Point annotation records:

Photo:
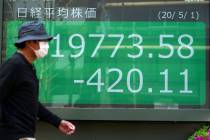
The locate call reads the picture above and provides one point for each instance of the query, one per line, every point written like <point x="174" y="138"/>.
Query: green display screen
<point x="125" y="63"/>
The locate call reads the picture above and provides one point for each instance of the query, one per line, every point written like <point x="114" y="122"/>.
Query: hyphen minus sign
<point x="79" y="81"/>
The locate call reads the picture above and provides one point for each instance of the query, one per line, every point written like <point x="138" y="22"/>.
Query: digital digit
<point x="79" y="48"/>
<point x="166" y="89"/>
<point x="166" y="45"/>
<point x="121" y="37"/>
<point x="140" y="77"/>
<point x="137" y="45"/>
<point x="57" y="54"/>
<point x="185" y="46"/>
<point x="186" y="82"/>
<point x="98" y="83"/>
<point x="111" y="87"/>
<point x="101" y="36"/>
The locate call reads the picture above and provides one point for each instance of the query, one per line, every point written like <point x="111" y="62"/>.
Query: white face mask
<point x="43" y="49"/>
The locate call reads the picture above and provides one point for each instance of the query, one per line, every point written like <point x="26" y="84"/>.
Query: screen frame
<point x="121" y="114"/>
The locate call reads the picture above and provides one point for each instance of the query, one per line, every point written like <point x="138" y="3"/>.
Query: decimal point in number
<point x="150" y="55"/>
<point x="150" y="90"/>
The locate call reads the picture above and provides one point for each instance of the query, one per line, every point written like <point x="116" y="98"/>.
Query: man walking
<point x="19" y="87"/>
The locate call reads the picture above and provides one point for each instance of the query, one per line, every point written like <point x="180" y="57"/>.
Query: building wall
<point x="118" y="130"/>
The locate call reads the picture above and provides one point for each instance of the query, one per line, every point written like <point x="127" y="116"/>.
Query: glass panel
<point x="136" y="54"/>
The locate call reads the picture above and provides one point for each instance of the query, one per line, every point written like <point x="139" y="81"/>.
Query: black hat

* * *

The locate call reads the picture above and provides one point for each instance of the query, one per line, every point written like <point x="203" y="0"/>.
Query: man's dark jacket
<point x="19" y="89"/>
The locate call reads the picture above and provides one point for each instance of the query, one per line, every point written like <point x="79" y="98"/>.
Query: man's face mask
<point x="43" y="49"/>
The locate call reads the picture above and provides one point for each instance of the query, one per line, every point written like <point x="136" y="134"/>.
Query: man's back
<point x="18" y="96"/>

WHAT YOU WILL DO:
List every line of the records above that contains the word "screen", treating uppercase and lowercase as different.

ANSWER TO THE PROBLEM:
Query: green display screen
Query: screen frame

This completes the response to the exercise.